Your objective: Only the lines from the one containing "target | leaf with brown spots" through the last line of the data are to be written out, exactly and in full.

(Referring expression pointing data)

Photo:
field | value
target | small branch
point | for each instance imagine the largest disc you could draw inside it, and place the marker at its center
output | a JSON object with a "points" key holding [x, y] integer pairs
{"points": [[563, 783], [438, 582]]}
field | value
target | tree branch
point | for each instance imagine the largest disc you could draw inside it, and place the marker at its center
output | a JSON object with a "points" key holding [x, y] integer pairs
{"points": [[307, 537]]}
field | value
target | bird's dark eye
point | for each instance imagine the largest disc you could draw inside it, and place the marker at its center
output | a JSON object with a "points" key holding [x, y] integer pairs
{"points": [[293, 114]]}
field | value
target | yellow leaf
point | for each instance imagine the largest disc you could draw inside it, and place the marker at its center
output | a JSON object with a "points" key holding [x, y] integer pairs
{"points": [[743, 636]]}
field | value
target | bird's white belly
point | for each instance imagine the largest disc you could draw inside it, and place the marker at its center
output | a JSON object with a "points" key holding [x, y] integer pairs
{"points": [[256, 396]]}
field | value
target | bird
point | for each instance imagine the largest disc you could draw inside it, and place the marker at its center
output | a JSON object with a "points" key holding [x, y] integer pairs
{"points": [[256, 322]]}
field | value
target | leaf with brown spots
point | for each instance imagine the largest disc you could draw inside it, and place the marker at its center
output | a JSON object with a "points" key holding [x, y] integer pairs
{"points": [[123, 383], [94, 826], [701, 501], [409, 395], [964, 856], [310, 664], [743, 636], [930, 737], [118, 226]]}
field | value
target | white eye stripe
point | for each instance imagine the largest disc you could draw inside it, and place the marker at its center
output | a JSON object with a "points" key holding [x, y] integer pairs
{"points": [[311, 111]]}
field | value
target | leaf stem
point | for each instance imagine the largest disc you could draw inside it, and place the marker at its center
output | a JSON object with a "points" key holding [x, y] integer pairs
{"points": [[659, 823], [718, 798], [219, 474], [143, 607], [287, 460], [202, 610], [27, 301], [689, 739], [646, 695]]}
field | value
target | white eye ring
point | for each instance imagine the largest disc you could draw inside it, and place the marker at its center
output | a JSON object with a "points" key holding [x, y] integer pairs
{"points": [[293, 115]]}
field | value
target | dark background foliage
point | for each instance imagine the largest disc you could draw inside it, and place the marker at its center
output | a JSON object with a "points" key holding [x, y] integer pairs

Solved exercise:
target | leaf with brown spots
point | for each instance imagine the largest disc you could draw inside it, and place the marker at its center
output | a JSON object with a "points" key holding [x, y] integer pairs
{"points": [[123, 383], [94, 826], [701, 501], [409, 395], [964, 856], [310, 664], [743, 636], [930, 737], [118, 226]]}
field | value
target | white eye stripe
point | for each instance imagine the largest disc you could draw inside it, and place the marker at its center
output | a JSON object with a "points" key holding [x, y] integer pairs
{"points": [[311, 111]]}
field | value
target | leaf stem
point | for each instance imagine the largest disc you could draw inside it, and place the marker at its center
output | a JSON object with a "points" key holding [x, y] integer pairs
{"points": [[659, 823], [718, 798], [219, 474], [143, 607], [287, 460], [202, 610], [27, 301], [689, 739], [646, 695]]}
field | value
target | white eye ring
point | for each instance imagine the largest disc you could draw inside it, and place the marker at its center
output | a JSON object with a "points" key holding [x, y] integer pairs
{"points": [[293, 115]]}
field | value
target | dark background foliage
point | for each instance imagine the largest disc you could draw inside it, and place the marker at its center
output | a JSON object with a "points" key holding [x, y] integer pairs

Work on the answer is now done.